Source material —
--- START ---

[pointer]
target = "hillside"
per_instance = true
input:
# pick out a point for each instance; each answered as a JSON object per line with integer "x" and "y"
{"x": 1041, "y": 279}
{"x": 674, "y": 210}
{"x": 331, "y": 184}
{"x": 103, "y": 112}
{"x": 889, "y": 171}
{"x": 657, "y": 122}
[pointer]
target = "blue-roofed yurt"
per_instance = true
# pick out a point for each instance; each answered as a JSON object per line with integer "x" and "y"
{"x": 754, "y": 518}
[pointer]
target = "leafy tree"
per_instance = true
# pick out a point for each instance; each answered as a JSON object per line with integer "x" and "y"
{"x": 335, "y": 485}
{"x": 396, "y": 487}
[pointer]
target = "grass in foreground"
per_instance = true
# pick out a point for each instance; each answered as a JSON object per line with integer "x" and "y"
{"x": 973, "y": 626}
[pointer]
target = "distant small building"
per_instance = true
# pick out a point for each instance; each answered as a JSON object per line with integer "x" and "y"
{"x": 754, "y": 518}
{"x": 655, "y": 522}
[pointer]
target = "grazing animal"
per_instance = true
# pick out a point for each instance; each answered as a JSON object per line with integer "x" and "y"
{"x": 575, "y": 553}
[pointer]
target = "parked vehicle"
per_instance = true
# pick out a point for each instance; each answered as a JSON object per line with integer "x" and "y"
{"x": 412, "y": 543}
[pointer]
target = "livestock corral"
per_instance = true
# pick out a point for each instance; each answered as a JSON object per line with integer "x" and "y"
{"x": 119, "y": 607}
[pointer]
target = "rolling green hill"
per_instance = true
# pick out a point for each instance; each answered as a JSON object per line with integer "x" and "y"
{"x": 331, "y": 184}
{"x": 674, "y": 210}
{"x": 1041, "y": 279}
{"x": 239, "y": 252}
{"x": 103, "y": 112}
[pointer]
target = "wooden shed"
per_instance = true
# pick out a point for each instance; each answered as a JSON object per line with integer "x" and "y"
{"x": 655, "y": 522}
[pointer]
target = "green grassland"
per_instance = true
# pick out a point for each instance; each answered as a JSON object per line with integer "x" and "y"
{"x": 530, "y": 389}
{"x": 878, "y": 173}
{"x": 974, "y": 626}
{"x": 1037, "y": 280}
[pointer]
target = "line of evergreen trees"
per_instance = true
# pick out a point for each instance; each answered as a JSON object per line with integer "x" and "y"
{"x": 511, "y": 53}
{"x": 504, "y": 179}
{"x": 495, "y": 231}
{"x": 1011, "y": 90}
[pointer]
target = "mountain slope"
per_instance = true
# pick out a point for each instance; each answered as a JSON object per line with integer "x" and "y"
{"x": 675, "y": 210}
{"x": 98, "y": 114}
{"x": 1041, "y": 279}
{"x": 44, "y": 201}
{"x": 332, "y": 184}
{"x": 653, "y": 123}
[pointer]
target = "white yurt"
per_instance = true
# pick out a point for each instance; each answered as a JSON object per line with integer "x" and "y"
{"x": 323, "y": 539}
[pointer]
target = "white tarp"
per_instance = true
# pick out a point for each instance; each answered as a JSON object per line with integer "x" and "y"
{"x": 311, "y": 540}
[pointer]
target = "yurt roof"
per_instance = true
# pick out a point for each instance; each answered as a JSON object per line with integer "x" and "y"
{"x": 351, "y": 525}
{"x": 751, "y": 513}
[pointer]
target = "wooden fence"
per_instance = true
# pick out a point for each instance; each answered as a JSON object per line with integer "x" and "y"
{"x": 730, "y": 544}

--- END ---

Problem to solve — Transcribe the listing. Every line must match exactly.

Written response —
[pointer]
target = "hillside"
per_instance = true
input:
# pick out a point for each instance; each answered as a JSON object per line with integer "x" and "y"
{"x": 1041, "y": 279}
{"x": 674, "y": 210}
{"x": 331, "y": 184}
{"x": 103, "y": 112}
{"x": 889, "y": 171}
{"x": 657, "y": 122}
[pointer]
target = "blue-roofed yurt"
per_instance = true
# pick out a point for each instance; each answered as a JSON object per line with integer "x" and "y"
{"x": 754, "y": 518}
[pointer]
target = "leafy tree"
per_instance = true
# pick out a point for each instance; each answered as a JSON object per line with integer "x" and "y"
{"x": 335, "y": 485}
{"x": 396, "y": 487}
[pointer]
target = "grass in foreground"
per_instance = true
# pick out a point for each instance; each answered as a JSON object per line with integer "x" and "y"
{"x": 973, "y": 626}
[pointer]
target = "distant small building"
per_instance = true
# pick out a point for each instance; each answered as a JSON object per line with integer "x" and "y"
{"x": 754, "y": 518}
{"x": 655, "y": 522}
[pointer]
target = "grazing animal"
per_instance = true
# pick out a point for each instance; each answered as a JSON object per line with integer "x" and "y"
{"x": 575, "y": 553}
[pointer]
target = "parked vehicle"
per_instance = true
# pick out a point for each instance; each answered as a JSON object per line with integer "x" and "y"
{"x": 412, "y": 543}
[pointer]
target = "livestock corral"
per_instance = true
# pick out a point for each instance; each answered as a JSON object per line with integer "x" and "y"
{"x": 119, "y": 607}
[pointer]
target = "rolling green hill"
per_instance = true
# pick out a point for each instance; each answered as a JSON object per line with integer "x" and "y"
{"x": 331, "y": 184}
{"x": 674, "y": 210}
{"x": 1041, "y": 279}
{"x": 239, "y": 252}
{"x": 103, "y": 112}
[pointer]
target = "wooden shed"
per_instance = true
# pick out a point for each instance; each answered as a JSON object per line with integer "x" and "y"
{"x": 655, "y": 522}
[pointer]
target = "green grassland"
per_instance = true
# pick out a point for each instance; each answered as a JSON object per line with integer "x" and "y"
{"x": 530, "y": 389}
{"x": 878, "y": 173}
{"x": 974, "y": 626}
{"x": 1037, "y": 280}
[pointer]
target = "line of evergreen trees"
per_instance = true
# pick out a point for each instance; each answered as a JSON object per line with integer "x" and "y"
{"x": 511, "y": 53}
{"x": 504, "y": 179}
{"x": 495, "y": 231}
{"x": 1011, "y": 90}
[pointer]
target = "mountain slope"
per_instance = true
# pick out a point for each instance; each answered as a JSON object per line with integer "x" and "y"
{"x": 675, "y": 210}
{"x": 98, "y": 114}
{"x": 1041, "y": 279}
{"x": 44, "y": 201}
{"x": 332, "y": 184}
{"x": 653, "y": 123}
[pointer]
target = "white yurt"
per_instance = true
# pick out a point for each instance; each answered as a JSON object per line with integer "x" and "y"
{"x": 323, "y": 539}
[pointer]
target = "white tarp"
per_instance = true
# pick out a point for each instance; each answered as a JSON object per line with integer "x" and "y"
{"x": 311, "y": 540}
[pointer]
target = "yurt roof"
per_instance = true
# pick out a point for each instance; each answered as a JSON object per line with integer "x" and "y"
{"x": 351, "y": 525}
{"x": 751, "y": 513}
[pointer]
target = "wooden fence"
per_instance = true
# pick out a point for each instance; each answered as a JSON object per line with integer "x" and "y"
{"x": 730, "y": 544}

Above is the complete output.